**TUGAS**
Tulis ulang seluruh teks tentang Decision Support Systems di bawah ini kata demi kata, tanpa mengubah apa pun.

**TEKS YANG DISEDIAKAN**
Dengan adanya problem-problem dengan MIS tersebut, kegiatan IP yang rutin ditekankan kepada sistem yang lebih fleksibel, yaitu apa yang disebut "Decision Support Systems" (DSS). DSS adalah sistem, alat, dan teknik pengumpulan data yang terkoordinasi dengan bantuan perangkat lunak dan perangkat keras komputer dimana perusahaan mengumpulkan dan menginterpretasikan informasi yang relevan dari lingkungan bisnisnya dan menjadi dasar untuk keputusan kegiatan-kegiatan perusahaan termasuk kegiatan pemasaran. DSS terdiri atas "data systems", "model systems", dan "dialog systems" yang dapat berinteraktif dengan para manajer pemakai DSS. "Data systems" adalah proses dan metoda untuk mendapatkan dan menyimpan data dari bagian pemasaran, keuangan, produksi dan juga sumber-sumber lain baik internal maupun eksternal. Biasanya sistem ini mempunyai modul-modul yang mempunyai informasi mengenai pelanggan, keadaan ekonomi secara umum, perusahaan saingan, dan industri spesifik terkait, termasuk tren dari pasar. Dapat juga termasuk data mengenai bagaimana faktor-faktor penting saling berkaitan dengan keputusan klien untuk membeli suatu produk, besarnya harga yang dibayar dan sebagainya. Sumber informasi bisa dari hasil riset pemasaran atau dapat pula membeli dari agen khusus. Satu perkembangan penting dari DSS adalah terjadinya 'peledakan' dari database informasi pada tahun-tahun terakhir ini. Saat ini ada ratusan ribu database yang dapat diakses melalui komputer.

[Data Tersimpan]
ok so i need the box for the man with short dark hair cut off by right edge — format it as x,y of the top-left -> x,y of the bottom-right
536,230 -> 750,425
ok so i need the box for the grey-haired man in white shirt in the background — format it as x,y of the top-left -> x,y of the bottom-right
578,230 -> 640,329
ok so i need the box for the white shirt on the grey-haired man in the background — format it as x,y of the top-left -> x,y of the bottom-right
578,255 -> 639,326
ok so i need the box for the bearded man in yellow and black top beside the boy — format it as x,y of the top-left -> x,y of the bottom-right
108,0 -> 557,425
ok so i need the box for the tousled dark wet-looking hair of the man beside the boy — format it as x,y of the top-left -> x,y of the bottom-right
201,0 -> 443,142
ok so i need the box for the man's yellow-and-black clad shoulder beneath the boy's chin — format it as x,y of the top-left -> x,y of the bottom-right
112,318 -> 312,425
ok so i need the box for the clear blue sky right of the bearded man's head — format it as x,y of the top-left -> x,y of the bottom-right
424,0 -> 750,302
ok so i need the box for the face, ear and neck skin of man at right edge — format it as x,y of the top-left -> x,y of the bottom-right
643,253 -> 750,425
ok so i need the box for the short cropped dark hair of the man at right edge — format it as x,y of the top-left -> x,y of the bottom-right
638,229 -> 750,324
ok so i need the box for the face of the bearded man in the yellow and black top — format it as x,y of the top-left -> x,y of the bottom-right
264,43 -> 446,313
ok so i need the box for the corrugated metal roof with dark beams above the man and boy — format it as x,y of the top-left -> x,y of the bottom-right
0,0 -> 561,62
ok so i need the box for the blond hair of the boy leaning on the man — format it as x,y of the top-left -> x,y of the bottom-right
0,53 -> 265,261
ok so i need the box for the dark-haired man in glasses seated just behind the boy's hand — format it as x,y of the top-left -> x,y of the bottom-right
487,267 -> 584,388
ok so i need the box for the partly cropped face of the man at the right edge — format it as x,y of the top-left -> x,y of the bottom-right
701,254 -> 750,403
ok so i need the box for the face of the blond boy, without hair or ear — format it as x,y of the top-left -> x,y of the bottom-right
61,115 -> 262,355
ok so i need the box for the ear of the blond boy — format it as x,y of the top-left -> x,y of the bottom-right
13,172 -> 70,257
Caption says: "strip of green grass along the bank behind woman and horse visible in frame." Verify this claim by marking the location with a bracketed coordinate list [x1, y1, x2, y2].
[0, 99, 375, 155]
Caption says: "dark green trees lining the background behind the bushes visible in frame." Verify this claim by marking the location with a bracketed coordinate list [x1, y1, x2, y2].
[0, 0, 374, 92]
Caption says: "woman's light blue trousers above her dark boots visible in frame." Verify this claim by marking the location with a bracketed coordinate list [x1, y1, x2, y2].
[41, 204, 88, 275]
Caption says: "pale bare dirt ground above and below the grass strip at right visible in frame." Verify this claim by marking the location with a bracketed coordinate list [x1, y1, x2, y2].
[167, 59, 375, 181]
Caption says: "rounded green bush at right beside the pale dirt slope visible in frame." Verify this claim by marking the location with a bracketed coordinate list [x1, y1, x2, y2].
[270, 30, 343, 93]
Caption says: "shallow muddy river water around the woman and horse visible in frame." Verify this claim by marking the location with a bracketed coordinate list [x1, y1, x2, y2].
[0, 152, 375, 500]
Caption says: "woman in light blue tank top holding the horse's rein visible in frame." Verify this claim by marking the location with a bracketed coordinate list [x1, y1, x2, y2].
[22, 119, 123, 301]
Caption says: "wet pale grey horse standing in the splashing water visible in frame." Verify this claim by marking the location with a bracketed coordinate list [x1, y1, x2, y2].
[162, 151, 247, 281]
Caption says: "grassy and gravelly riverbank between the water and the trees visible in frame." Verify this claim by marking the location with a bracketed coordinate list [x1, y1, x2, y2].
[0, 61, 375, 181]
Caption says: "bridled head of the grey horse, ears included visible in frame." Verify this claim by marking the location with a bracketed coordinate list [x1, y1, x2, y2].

**PENYELESAIAN SOAL**
Dengan adanya problem-problem dengan MIS tersebut, kegiatan IP yang rutin ditekankan kepada sistem yang lebih fleksibel, yaitu apa yang disebut "Decision Support Systems" (DSS). DSS adalah sistem, alat, dan teknik pengumpulan data yang terkoordinasi dengan bantuan perangkat lunak dan perangkat keras komputer dimana perusahaan mengumpulkan dan menginterpretasikan informasi yang relevan dari lingkungan bisnisnya dan menjadi dasar untuk keputusan kegiatan-kegiatan perusahaan termasuk kegiatan pemasaran. DSS terdiri atas "data systems", "model systems", dan "dialog systems" yang dapat berinteraktif dengan para manajer pemakai DSS. "Data systems" adalah proses dan metoda untuk mendapatkan dan menyimpan data dari bagian pemasaran, keuangan, produksi dan juga sumber-sumber lain baik internal maupun eksternal. Biasanya sistem ini mempunyai modul-modul yang mempunyai informasi mengenai pelanggan, keadaan ekonomi secara umum, perusahaan saingan, dan industri spesifik terkait, termasuk tren dari pasar. Dapat juga termasuk data mengenai bagaimana faktor-faktor penting saling berkaitan dengan keputusan klien untuk membeli suatu produk, besarnya harga yang dibayar dan sebagainya. Sumber informasi bisa dari hasil riset pemasaran atau dapat pula membeli dari agen khusus. Satu perkembangan penting dari DSS adalah terjadinya 'peledakan' dari database informasi pada tahun-tahun terakhir ini. Saat ini ada ratusan ribu database yang dapat diakses melalui komputer.